--- begin Available records ---

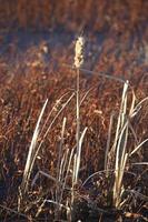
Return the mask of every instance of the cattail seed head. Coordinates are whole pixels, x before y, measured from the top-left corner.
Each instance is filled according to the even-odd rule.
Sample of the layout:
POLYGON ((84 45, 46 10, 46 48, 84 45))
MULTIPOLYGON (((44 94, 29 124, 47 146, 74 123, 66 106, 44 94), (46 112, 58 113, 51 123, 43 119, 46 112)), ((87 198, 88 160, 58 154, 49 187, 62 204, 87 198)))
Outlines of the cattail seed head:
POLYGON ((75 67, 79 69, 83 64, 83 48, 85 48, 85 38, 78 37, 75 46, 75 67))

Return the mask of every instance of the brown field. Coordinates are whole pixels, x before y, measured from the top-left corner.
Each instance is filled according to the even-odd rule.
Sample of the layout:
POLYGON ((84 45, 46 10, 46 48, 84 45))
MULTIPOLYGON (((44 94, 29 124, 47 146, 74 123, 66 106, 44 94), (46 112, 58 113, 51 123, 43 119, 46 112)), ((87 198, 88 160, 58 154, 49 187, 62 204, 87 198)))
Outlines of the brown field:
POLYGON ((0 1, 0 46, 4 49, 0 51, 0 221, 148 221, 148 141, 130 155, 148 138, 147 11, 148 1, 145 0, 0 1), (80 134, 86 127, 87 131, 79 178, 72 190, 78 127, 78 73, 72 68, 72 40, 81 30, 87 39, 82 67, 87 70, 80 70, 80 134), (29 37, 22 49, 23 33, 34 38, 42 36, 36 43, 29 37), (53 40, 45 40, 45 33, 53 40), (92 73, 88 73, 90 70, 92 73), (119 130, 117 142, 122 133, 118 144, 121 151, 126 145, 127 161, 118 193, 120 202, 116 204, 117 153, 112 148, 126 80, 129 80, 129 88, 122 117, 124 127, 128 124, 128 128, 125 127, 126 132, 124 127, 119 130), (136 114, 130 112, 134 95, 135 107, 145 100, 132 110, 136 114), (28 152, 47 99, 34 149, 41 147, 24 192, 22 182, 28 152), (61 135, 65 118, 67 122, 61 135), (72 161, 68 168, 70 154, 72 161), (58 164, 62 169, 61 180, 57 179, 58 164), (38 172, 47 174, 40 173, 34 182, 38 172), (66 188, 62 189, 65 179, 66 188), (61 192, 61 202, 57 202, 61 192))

--- end Available records ---
--- begin Available records ---

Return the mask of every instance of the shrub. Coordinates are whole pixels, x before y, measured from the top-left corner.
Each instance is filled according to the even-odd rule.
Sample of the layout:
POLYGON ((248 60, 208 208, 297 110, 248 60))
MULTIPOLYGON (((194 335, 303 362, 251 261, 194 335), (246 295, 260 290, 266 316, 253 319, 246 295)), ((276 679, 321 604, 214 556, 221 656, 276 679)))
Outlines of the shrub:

--- end Available records ---

## Task objective
Rewrite the lines between the ones holding "Return the mask of every instance of the cattail" and "POLYGON ((0 1, 0", inclusive, replacing "even-odd rule" with "nonzero winding rule" and leaving everything else unchanged.

## Reply
Return the mask of every instance of the cattail seed head. Coordinates are whole pixels, x before y, measured from the top-left corner.
Each instance is filled according to the nonzero winding rule.
Sample of the layout:
POLYGON ((84 45, 46 10, 46 48, 84 45))
MULTIPOLYGON (((44 94, 29 124, 47 146, 74 123, 66 106, 44 94), (46 112, 58 113, 51 123, 43 119, 46 112)), ((87 198, 88 160, 58 154, 49 187, 62 204, 87 198)))
Outlines of the cattail seed head:
POLYGON ((75 67, 79 69, 83 64, 83 48, 85 48, 85 38, 78 37, 75 46, 75 67))

Return the mask of every instance of the brown field. Coordinates are whole pixels, x before y, measured from the top-left corner.
Each instance is filled according to the nonzero winding rule.
Sample of the layout:
POLYGON ((84 45, 46 10, 46 48, 84 45))
MULTIPOLYGON (((44 94, 29 124, 47 146, 74 123, 66 106, 44 94), (46 112, 58 113, 51 123, 43 119, 46 112)), ((87 198, 88 160, 58 154, 49 187, 62 204, 87 198)))
Outlines of the brown field:
POLYGON ((0 1, 0 46, 4 49, 0 51, 0 221, 148 221, 148 141, 130 155, 148 138, 147 11, 148 1, 145 0, 0 1), (80 134, 86 127, 87 131, 79 178, 72 190, 78 127, 78 73, 72 68, 72 40, 81 30, 87 39, 82 67, 87 70, 80 70, 80 134), (29 37, 22 49, 23 33, 34 38, 42 36, 36 43, 29 37), (53 40, 45 40, 45 33, 53 40), (92 73, 88 73, 90 70, 92 73), (119 130, 117 142, 122 133, 118 144, 121 151, 126 145, 127 161, 118 193, 120 202, 116 204, 117 153, 112 148, 126 80, 129 80, 129 88, 122 117, 124 127, 128 124, 128 128, 125 127, 126 132, 124 127, 119 130), (136 114, 130 112, 134 95, 135 107, 145 100, 132 110, 136 114), (28 152, 47 99, 34 149, 41 147, 24 192, 22 182, 28 152), (61 135, 65 118, 67 122, 61 135), (72 161, 68 168, 70 154, 72 161), (58 164, 62 169, 61 180, 57 179, 58 164), (38 172, 47 174, 40 173, 34 182, 38 172), (66 188, 62 189, 65 179, 66 188), (61 192, 61 202, 57 202, 61 192))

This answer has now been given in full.